- _What you need to do_:
Only the lines from the line containing "Labeling batch C. For the image above, tag the fallen" to the end of the entries should be repeated, exactly as they appear.

(Extracted data entries)
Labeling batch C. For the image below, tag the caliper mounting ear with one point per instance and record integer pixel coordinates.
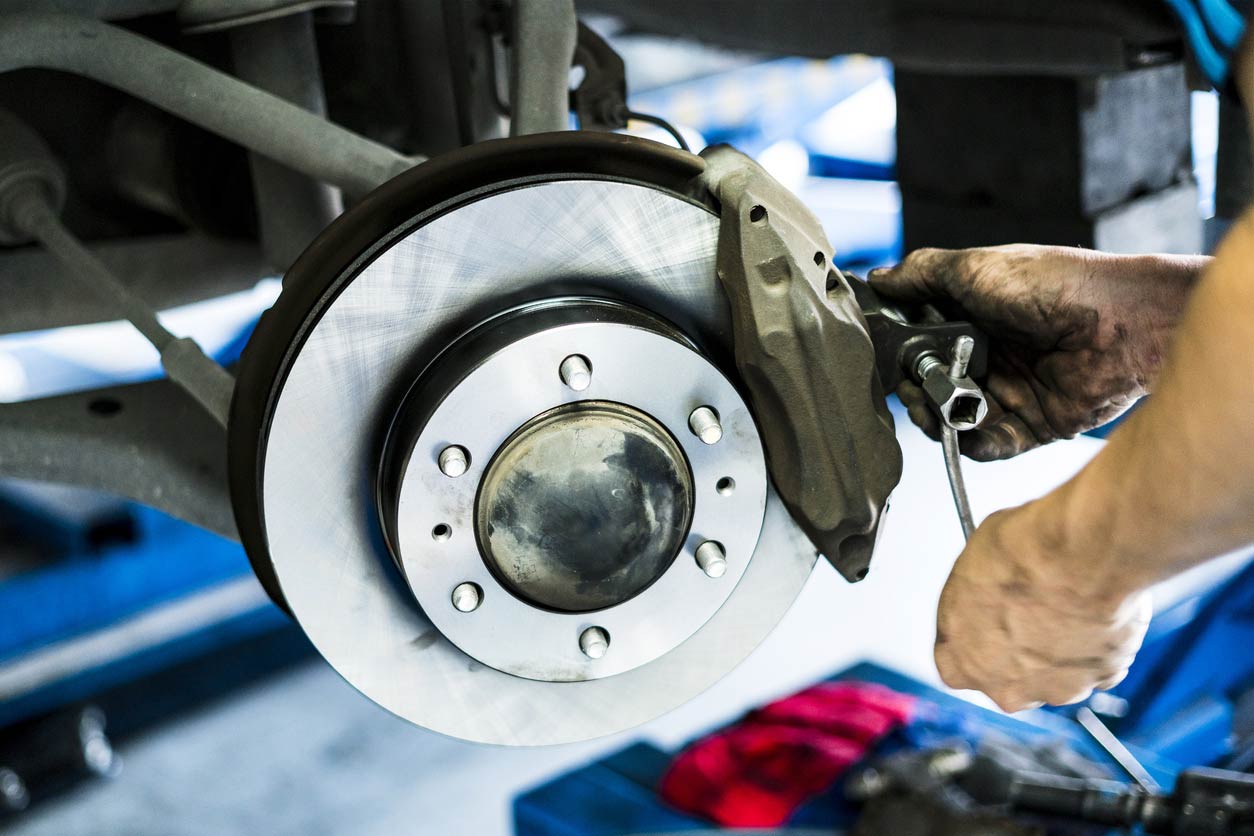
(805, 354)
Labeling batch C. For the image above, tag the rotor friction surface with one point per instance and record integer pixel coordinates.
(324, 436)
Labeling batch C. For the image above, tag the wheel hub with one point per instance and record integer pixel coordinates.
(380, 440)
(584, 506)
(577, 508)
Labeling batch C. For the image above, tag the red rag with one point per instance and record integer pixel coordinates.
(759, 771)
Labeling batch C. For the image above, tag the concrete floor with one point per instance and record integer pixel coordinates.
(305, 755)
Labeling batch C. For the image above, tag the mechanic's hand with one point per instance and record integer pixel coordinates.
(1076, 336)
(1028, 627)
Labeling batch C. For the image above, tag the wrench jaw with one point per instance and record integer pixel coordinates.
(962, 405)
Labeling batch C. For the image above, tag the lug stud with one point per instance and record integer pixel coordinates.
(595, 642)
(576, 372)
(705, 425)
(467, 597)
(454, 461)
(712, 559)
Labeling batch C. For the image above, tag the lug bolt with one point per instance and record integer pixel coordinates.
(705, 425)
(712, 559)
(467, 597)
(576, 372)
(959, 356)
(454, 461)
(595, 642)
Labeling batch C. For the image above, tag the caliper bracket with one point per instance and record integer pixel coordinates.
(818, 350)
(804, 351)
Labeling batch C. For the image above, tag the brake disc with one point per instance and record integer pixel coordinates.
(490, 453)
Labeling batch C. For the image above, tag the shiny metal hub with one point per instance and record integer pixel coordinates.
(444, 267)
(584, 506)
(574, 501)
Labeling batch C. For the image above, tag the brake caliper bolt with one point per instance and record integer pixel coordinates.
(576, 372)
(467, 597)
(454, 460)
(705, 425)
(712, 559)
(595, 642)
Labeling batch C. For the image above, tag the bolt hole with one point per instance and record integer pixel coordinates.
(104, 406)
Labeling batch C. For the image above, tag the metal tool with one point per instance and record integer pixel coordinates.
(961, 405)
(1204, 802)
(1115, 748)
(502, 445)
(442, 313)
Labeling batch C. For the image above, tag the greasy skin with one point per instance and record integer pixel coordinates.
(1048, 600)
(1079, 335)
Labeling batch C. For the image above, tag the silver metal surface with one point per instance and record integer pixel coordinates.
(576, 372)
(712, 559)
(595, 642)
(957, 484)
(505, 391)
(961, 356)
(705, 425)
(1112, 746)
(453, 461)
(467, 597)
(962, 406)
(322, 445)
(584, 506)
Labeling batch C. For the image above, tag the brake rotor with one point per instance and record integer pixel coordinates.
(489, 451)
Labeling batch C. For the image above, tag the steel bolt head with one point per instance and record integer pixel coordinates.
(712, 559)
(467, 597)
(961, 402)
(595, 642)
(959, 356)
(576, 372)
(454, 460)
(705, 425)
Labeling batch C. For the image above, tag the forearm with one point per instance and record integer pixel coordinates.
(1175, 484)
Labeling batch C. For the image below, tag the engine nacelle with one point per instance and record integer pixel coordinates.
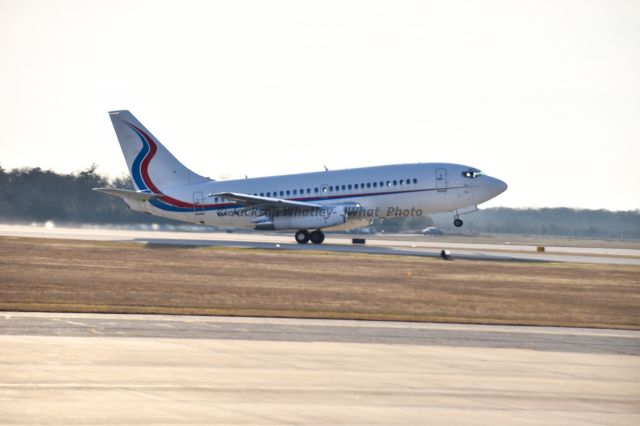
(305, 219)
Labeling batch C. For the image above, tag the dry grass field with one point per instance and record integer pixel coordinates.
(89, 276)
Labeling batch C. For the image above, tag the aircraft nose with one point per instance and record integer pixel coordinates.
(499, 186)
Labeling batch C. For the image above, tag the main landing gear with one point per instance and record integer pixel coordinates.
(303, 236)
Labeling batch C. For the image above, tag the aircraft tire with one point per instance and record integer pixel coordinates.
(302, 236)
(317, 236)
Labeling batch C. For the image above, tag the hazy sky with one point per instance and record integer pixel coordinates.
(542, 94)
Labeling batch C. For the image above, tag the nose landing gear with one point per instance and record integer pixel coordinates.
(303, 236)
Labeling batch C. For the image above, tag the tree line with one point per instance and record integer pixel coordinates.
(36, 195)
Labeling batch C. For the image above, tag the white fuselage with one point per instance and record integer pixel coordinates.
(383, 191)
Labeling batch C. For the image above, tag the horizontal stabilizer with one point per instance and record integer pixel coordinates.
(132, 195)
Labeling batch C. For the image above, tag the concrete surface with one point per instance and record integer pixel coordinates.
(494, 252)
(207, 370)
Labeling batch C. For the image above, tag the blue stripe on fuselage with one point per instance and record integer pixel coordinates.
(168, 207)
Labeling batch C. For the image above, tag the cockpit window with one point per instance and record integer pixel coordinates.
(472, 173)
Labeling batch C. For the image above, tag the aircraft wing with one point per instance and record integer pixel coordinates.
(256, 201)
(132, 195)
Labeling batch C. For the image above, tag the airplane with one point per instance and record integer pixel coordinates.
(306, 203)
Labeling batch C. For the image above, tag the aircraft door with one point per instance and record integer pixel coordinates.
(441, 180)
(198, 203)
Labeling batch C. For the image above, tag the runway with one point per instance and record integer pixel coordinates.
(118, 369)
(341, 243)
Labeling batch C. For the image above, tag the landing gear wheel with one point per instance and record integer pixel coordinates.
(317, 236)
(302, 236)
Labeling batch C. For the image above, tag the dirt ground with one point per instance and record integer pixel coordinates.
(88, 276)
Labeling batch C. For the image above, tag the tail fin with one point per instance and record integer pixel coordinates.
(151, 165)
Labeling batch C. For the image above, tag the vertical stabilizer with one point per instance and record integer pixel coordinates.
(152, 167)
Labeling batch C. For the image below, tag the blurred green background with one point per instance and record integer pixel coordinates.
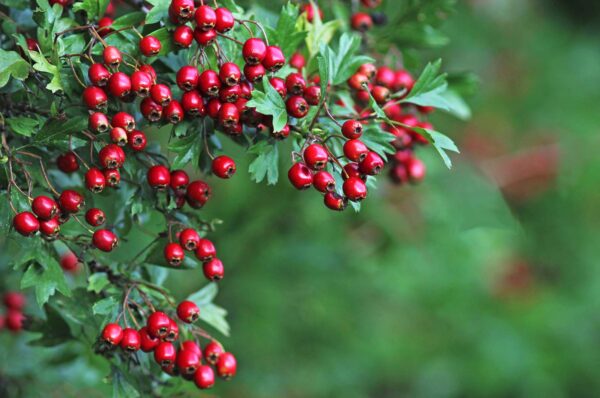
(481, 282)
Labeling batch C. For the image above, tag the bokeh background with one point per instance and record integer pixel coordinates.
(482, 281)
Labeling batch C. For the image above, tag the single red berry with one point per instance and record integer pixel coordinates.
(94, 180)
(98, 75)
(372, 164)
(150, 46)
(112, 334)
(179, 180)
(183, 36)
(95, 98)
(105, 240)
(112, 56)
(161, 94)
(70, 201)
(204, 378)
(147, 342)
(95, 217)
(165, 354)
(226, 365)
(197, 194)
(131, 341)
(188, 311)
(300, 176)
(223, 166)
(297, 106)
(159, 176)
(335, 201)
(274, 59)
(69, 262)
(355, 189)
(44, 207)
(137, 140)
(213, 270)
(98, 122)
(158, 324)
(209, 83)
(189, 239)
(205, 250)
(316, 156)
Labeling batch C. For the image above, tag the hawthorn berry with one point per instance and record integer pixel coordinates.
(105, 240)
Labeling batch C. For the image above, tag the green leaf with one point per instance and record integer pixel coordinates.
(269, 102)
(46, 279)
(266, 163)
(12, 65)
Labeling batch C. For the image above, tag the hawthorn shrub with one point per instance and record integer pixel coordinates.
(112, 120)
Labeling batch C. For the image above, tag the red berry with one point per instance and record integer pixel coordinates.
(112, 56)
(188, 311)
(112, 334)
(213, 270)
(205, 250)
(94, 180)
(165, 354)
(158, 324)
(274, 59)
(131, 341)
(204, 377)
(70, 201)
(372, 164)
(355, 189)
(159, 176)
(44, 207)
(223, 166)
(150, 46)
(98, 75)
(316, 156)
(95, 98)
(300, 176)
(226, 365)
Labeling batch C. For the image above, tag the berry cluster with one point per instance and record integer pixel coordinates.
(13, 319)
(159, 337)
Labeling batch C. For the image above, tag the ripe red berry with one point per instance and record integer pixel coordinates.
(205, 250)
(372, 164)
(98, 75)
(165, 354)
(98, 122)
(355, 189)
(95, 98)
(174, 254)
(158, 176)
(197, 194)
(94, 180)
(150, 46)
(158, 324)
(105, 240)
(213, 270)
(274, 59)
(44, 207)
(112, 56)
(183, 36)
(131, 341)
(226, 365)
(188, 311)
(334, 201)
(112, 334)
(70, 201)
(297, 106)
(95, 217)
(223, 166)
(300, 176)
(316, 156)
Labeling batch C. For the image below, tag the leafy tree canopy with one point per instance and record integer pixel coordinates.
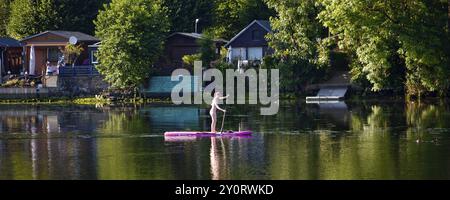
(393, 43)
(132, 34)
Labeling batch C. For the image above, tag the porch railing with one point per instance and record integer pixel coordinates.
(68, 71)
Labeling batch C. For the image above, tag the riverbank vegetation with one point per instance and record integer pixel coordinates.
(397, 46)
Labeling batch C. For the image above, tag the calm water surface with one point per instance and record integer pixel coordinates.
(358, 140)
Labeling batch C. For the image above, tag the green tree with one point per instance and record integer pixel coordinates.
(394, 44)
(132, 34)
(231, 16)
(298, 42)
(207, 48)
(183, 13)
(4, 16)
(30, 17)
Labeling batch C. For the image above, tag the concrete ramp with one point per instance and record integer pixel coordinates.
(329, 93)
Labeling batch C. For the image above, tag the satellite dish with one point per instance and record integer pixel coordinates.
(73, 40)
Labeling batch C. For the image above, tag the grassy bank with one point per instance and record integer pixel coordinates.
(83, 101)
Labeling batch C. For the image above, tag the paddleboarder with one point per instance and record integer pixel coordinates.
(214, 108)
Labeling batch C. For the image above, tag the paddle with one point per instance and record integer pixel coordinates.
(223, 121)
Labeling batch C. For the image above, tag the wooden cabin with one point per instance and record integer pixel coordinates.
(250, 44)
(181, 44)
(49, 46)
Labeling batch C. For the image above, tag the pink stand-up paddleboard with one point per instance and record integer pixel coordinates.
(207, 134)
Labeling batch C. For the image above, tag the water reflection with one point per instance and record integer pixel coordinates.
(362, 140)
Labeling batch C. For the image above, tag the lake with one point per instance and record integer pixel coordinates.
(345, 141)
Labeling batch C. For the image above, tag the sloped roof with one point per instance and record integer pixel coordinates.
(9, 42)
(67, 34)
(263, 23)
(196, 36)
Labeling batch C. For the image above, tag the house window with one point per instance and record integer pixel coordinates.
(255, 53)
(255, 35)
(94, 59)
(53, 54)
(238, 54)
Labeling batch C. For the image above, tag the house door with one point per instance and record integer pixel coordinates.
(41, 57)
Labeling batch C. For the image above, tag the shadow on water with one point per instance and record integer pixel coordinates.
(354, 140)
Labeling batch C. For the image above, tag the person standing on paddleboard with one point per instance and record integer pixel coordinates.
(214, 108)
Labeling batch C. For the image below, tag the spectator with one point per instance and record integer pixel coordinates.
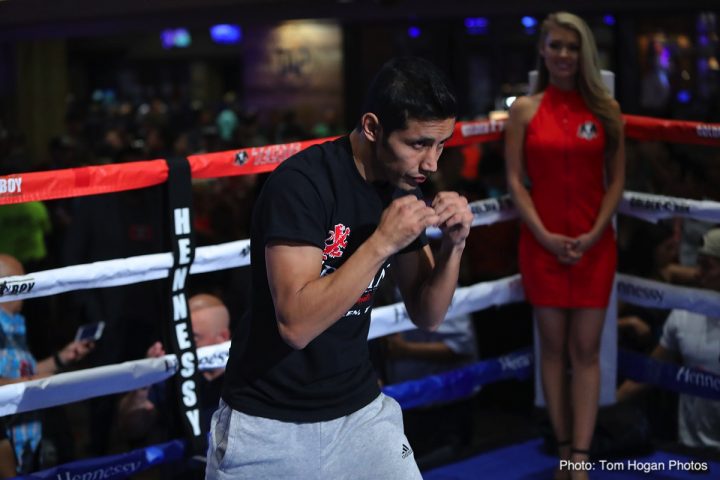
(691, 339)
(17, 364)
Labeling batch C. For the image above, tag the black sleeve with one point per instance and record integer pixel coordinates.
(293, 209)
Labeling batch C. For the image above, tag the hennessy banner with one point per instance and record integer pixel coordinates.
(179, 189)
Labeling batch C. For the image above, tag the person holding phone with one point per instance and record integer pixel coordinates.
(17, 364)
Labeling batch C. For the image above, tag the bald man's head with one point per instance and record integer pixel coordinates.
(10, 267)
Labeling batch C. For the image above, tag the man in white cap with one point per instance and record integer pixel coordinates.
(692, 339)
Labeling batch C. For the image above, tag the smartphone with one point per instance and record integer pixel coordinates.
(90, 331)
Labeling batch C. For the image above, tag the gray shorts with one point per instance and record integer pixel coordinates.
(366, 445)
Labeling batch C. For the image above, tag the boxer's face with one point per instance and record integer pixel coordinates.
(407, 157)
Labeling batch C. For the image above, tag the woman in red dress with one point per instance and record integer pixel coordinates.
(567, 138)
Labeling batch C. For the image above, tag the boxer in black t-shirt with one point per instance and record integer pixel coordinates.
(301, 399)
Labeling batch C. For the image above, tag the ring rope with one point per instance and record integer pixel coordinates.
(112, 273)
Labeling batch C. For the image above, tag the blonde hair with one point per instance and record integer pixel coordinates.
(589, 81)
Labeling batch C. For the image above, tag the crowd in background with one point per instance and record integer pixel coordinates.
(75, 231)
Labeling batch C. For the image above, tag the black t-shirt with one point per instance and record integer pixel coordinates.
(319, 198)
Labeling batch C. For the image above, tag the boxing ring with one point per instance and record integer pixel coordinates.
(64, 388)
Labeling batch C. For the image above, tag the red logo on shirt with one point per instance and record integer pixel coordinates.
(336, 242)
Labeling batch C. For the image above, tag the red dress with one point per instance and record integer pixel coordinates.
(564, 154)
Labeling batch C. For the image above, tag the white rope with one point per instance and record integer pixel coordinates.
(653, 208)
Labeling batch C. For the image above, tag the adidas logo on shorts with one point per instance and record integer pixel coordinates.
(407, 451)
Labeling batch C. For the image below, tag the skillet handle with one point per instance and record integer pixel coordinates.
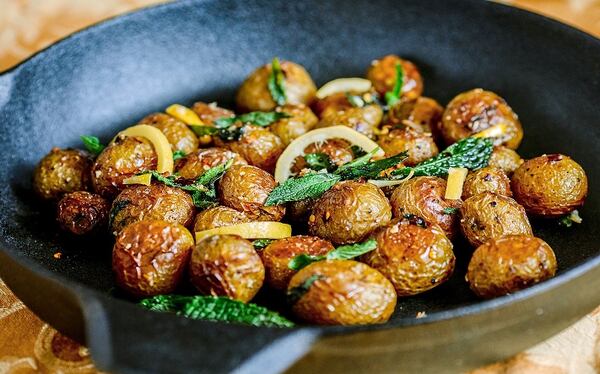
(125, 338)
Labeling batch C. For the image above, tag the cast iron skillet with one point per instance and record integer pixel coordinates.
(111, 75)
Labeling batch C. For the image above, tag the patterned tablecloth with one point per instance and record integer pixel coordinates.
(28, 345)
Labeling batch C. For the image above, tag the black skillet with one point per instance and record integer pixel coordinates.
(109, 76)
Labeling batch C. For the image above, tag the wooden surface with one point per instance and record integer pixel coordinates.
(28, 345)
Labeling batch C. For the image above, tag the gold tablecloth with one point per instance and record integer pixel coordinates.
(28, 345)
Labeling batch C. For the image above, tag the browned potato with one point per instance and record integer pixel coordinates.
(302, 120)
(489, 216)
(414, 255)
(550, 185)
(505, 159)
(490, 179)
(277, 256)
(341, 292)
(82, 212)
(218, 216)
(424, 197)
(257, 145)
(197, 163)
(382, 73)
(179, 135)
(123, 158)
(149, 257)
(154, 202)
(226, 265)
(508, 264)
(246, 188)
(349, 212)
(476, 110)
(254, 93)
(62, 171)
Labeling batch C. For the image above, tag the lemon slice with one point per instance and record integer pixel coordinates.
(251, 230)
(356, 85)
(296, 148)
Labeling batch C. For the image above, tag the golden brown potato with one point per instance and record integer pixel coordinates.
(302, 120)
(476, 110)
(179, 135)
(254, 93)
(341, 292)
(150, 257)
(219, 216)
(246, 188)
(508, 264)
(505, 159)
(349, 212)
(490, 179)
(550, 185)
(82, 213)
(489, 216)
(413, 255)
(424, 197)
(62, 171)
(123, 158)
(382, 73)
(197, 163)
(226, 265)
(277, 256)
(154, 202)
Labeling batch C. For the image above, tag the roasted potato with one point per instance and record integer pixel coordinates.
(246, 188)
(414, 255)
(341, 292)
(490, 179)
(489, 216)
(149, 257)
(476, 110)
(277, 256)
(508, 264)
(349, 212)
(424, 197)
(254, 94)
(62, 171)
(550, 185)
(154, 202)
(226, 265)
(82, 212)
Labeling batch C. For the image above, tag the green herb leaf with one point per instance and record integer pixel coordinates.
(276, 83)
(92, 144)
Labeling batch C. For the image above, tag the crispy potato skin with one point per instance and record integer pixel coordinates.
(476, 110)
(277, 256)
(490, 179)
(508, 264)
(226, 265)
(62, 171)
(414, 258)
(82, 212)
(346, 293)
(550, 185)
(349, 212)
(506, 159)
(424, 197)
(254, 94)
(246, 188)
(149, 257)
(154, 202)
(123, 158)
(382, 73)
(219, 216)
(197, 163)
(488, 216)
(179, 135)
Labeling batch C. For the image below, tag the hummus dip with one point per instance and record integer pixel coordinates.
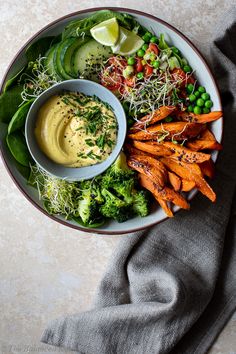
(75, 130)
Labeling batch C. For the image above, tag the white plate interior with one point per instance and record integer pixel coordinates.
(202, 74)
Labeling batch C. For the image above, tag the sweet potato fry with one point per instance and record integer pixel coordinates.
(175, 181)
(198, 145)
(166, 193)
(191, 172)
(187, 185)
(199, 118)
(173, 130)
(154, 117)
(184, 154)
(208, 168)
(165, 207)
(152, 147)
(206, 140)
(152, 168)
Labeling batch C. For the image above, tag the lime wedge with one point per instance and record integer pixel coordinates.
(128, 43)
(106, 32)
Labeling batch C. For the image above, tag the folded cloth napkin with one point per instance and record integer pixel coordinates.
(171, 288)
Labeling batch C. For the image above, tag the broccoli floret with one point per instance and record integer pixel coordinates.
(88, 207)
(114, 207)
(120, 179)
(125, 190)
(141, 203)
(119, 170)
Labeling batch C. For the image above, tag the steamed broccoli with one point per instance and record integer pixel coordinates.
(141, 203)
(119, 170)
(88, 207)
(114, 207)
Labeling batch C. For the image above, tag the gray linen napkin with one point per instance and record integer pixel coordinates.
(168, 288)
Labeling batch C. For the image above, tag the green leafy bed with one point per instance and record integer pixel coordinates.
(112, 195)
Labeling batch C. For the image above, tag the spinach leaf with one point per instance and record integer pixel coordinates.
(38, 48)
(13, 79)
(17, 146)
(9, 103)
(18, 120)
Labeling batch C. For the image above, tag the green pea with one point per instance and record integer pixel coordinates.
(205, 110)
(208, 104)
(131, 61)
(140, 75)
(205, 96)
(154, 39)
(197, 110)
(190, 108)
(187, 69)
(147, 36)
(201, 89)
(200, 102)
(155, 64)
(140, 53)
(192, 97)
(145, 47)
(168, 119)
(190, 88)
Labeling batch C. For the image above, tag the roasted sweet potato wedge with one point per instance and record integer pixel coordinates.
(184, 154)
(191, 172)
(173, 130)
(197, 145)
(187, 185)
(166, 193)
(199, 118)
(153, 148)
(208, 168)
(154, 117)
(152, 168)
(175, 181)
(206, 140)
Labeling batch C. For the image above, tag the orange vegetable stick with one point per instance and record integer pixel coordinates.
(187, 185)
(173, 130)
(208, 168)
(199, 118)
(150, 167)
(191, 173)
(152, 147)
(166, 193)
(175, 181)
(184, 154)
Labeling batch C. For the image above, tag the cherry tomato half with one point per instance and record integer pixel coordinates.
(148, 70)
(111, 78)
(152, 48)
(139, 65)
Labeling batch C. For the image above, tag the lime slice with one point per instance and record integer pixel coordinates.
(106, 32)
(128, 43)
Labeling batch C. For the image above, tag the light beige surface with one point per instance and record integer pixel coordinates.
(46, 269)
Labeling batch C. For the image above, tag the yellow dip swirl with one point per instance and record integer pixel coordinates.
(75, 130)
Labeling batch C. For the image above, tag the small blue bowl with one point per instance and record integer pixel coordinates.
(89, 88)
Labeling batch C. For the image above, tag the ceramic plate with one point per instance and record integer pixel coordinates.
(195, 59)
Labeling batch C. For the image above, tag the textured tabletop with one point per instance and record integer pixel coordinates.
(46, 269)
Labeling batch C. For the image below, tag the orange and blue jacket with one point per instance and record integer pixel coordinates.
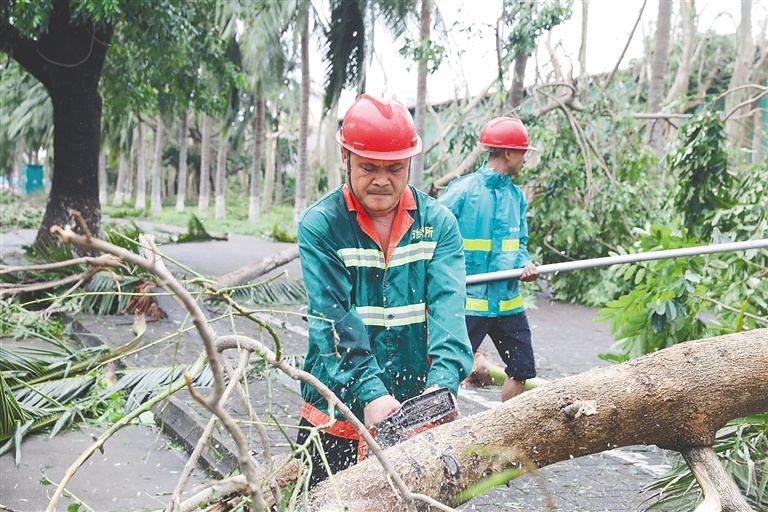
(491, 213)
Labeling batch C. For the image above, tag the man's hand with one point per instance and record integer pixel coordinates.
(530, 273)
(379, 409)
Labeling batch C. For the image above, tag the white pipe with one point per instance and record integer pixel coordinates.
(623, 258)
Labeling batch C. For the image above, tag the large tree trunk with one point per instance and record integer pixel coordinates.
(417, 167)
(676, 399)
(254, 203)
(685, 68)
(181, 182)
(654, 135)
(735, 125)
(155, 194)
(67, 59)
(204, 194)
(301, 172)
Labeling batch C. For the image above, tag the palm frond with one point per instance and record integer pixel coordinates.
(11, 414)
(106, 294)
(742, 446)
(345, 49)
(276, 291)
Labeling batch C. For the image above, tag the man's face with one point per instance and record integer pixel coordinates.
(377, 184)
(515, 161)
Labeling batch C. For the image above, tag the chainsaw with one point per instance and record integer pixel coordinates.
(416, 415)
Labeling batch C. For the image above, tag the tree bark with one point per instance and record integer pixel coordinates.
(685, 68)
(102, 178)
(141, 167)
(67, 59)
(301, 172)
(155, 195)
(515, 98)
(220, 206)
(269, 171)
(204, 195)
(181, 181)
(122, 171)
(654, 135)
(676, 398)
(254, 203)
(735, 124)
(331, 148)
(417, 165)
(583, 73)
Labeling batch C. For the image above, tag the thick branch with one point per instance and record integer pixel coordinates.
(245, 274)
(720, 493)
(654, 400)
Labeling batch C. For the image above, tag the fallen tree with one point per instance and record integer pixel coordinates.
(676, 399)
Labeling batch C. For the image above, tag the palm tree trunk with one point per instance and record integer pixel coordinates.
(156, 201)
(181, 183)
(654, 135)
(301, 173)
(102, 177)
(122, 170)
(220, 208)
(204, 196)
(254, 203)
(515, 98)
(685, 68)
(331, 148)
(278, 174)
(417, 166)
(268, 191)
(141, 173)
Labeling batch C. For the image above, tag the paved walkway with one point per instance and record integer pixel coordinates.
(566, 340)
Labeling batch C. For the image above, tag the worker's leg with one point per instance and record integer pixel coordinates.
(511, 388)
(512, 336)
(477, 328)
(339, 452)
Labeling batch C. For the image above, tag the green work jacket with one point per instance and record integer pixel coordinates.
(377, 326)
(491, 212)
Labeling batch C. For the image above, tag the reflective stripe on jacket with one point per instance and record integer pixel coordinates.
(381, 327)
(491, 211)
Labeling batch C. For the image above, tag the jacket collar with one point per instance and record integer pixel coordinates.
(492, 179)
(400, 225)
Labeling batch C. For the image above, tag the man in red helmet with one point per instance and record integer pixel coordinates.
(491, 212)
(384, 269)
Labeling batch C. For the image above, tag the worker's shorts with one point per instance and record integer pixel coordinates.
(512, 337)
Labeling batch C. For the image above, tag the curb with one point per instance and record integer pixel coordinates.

- _Right answer_:
Labeling batch C. For the image above, tag the fallen tree with one point per instance and record integer pixel coordinates.
(676, 399)
Labeling batch C. For the image above, tag the palm tree trunk with one point per instance and record integer pixel coordinates.
(156, 201)
(181, 183)
(654, 135)
(301, 173)
(102, 177)
(122, 170)
(220, 208)
(204, 196)
(254, 203)
(515, 98)
(685, 68)
(331, 148)
(278, 174)
(417, 166)
(268, 191)
(141, 173)
Labeling batch C. For the image above, tag the paved walkway with one point per instance and record integer pixel coordinates.
(566, 340)
Labeling batch C. For the image above, tag the worker's leg with one point per instance and record integer pixel coordinates.
(511, 388)
(512, 336)
(477, 328)
(339, 452)
Labeling batch C. For the image above, tag the green work jacket with one point per instance and record integer pixel coordinates.
(377, 326)
(491, 212)
Labeling batch C. For the image above, tag the reflective stripe on jacket with one point per instance and record integer pixel coordinates.
(381, 327)
(491, 211)
Labeling batch C. For the image above, tag the jacket collar with one point per instance and record integer pixel coordinates.
(492, 179)
(400, 225)
Labeling batch C. For the image above, tag the man in red helmet with one point per instance and record integer pixel coordinates.
(491, 212)
(384, 269)
Labeling batch C. For the image above, tag the worker's shorts with one point per instance and record integer pixel coordinates.
(512, 337)
Labeling batch C. For the image above, tag the curb with one point per instance and record integer pixel coordinates.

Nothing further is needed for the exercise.